Rede zur Eröffnung der Ausstellung „Fantastisches Kleiderspiel und poetisches Licht“

Rede zur Eröffnung der Ausstellung „Fantastisches Kleiderspiel und poetisches Licht“ mit Margarete Palz und Alfred Wolski Im Haus am Tor, Südwestrundfunk, Mainz, am 7. Mai 2008.

Gehalten von Günter Minas www.minas-mainz.de

 

“ Meine sehr verehrten Damen und Herren,

Sie sind in eine Zauberwelt eingetreten. Sie haben tanzende Lichter und Farben gesehen, bizarre Wesen aus Häuten und Hüllen, ein Ensemble aus Figuren, Resten von Abbildungen, wandernden Lichtflecken, sich drehenden skulpturalen Objekten.

Sie sind durch diese Inszenierung hindurch gegangen wie durch ein Bühnenbild, Sie sind Teil dieses kleinen Universums geworden, kamen den halbmenschlichen Gebilden greifbar nahe, wurden von farbigem Licht gestreift, berührt, getroffen.

Zudem verändert sich alles beständig, und im Grunde wissen Sie nicht, welchem Augenblick Ihrer Wahrnehmung Sie trauen sollen, welche Schicht nun Oberfläche oder Grund ist, wohin und auf welchen Fokus Sie bitteschön Ihr Augenmerk richten sollen. Reflexionen? Schatten? Projektionen? Bilder? Körperformen?

Sollen Sie mosaikhaft Fragmente von Wirklichkeit zusammensetzen, die eine Künstlerin für Sie zerstückelt hat? Farbige Irrlichter auf ihren Ursprung zurückführen und damit das technisch-ästhetische Arrangement eines Künstlers entschlüsseln?

ZU BEARBEITENDE AUFGABEN:
- 1) Gib aus der Eröffnungsrede den Abschnitt wortgetreu wieder, der mit „Gehalten von Günter“ beginnt und bis einschließlich „Projektionen? Bilder? Körperformen?“ reicht.
- 2) Führe die Eröffnungsrede zur Ausstellung „Fantastisches Kleiderspiel und poetisches Licht“ im Anschluss an ihren letzten Satz weiter.

AUSZÜGE AUS MATERIALIEN:
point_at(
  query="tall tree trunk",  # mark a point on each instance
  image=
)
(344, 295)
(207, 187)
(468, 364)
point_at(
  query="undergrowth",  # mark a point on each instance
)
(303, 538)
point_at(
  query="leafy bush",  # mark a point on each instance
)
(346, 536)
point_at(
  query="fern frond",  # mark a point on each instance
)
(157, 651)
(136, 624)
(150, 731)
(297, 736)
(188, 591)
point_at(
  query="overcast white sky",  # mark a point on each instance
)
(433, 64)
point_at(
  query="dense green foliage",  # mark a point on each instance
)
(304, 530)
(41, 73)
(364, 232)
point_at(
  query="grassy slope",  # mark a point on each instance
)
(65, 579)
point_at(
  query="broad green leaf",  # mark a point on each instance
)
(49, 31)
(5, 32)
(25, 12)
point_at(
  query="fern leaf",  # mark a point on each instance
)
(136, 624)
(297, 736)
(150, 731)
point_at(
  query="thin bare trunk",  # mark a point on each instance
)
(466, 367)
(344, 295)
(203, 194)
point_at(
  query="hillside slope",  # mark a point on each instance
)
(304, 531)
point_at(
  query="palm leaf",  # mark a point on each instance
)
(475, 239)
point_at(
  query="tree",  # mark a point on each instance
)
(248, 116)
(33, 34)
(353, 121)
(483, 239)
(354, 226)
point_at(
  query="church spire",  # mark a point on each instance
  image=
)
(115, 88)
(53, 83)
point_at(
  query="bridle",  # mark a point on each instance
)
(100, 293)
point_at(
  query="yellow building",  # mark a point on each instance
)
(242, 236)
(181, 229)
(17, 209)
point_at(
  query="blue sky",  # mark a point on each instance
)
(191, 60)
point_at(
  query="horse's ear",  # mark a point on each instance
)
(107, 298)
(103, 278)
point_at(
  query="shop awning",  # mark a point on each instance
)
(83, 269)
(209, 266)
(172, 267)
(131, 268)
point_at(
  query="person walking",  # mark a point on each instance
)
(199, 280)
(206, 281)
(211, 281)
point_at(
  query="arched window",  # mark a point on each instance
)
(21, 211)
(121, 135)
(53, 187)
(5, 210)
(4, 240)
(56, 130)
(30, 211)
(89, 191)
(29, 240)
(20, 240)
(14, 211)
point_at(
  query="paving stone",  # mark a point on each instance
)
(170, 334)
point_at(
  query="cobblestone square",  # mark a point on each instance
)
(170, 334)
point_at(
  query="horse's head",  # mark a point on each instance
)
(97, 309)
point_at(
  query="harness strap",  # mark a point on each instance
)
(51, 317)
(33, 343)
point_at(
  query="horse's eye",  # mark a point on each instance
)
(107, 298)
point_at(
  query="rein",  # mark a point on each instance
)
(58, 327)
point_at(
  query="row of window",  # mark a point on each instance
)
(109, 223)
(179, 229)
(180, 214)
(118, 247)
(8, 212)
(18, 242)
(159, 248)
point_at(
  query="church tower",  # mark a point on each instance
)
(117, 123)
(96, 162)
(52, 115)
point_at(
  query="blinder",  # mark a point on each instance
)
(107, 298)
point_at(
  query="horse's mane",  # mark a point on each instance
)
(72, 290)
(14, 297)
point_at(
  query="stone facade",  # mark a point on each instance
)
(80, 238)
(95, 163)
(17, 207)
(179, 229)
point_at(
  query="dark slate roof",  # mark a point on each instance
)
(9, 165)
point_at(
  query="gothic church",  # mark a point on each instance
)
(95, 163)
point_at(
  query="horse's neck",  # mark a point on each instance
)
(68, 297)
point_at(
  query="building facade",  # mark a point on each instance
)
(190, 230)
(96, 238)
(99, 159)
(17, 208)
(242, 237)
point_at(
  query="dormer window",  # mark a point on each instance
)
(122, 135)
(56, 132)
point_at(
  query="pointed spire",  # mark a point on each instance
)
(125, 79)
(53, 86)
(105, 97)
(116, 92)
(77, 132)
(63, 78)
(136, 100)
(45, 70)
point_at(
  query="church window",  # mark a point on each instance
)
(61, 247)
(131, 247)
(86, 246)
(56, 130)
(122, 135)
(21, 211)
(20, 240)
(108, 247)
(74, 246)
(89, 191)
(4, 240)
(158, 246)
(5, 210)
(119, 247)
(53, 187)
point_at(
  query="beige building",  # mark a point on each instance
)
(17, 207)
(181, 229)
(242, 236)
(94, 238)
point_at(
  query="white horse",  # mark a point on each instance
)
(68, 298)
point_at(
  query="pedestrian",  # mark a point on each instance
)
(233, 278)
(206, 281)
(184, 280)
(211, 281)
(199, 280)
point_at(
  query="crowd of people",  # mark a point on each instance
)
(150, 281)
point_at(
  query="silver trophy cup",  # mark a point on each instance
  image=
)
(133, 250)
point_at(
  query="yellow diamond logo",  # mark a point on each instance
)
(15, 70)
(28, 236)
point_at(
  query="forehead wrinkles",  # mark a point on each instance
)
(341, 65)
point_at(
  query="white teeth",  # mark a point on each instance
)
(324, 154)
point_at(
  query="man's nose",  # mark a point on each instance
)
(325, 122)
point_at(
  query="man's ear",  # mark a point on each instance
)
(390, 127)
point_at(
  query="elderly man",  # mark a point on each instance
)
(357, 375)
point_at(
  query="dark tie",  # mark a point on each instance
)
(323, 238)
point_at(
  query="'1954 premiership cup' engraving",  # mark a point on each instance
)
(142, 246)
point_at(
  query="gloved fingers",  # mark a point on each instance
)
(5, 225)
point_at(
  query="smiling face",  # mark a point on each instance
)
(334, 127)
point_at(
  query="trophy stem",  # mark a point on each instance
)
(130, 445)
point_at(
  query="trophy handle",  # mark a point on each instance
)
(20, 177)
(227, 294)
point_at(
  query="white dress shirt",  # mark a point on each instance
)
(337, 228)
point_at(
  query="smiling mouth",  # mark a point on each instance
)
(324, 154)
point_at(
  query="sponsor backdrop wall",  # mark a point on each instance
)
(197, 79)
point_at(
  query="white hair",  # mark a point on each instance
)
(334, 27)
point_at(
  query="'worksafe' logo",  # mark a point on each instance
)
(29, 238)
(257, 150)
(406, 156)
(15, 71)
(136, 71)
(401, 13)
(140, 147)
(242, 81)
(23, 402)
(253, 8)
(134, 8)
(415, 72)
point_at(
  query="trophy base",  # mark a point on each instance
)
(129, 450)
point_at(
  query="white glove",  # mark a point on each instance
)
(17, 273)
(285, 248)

ANTWORTEN JE AUFGABE:
- 1)
Gehalten von Günter Minas www.minas-mainz.de

 

“ Meine sehr verehrten Damen und Herren,

Sie sind in eine Zauberwelt eingetreten. Sie haben tanzende Lichter und Farben gesehen, bizarre Wesen aus Häuten und Hüllen, ein Ensemble aus Figuren, Resten von Abbildungen, wandernden Lichtflecken, sich drehenden skulpturalen Objekten.

Sie sind durch diese Inszenierung hindurch gegangen wie durch ein Bühnenbild, Sie sind Teil dieses kleinen Universums geworden, kamen den halbmenschlichen Gebilden greifbar nahe, wurden von farbigem Licht gestreift, berührt, getroffen.

Zudem verändert sich alles beständig, und im Grunde wissen Sie nicht, welchem Augenblick Ihrer Wahrnehmung Sie trauen sollen, welche Schicht nun Oberfläche oder Grund ist, wohin und auf welchen Fokus Sie bitteschön Ihr Augenmerk richten sollen. Reflexionen? Schatten? Projektionen? Bilder? Körperformen?

- 2)
„Fantastisches Kleiderspiel und poetisches Licht“ hat man diese Ausstellung betitelt. Man könnte auch sagen: „Poetisches Kleiderspiel und fantastisches Licht“. Oder „Spielendes Licht um fantastische Kleiderpoesie“ oder „Poetische Kleider in fantastischen Lichtspielen“ oder oder…

Die zweckgebundene Titel-Kreativität der Fernsehmacher, die hier an diesem Ort dann und wann auch Ausstellungsmacher sind, und zwar keine schlechten, hat Ihnen schon einen Weg eröffnet.

Wenn es um Spiel geht, dann müssen wir fragen: Womit wird gespielt? Was ist hier das Spielmaterial?

Und worin besteht das Fantastische, worin die Poesie?

Unversehens haben wir eine Grundebene der Kunst getroffen, sie hat uns gestreift, kurz angestrahlt, vielleicht nicht gleich erleuchtet, aber aufgeblitzt ist sie:

Ich meine die Frage nach dem Material, dem Umgang damit, dem Ergebnis der Verwandlung und nicht zuletzt dem begleitenden Gedankenzug.

Man könnte es – und man sollte es auch zunächst – ganz einfach beschreiben: Margarete Palz erhält Fotos, teils komplette, teils Teststreifen, alles, beinahe alles aus einem professionellen Fotostudio. Sie vermeidet das Wort „Abfall“, für sie ist es Material eigener Qualität. Stellen Sie sich vor, Sie finden im Müllcontainer beim Ausleeren des Papierkorbs ein Stückchen Foto, von jemandem vor Ihnen zerrissen und weggeworfen. Sie spüren die Aura dieser fragmentarischen Abbildung. Das ist es.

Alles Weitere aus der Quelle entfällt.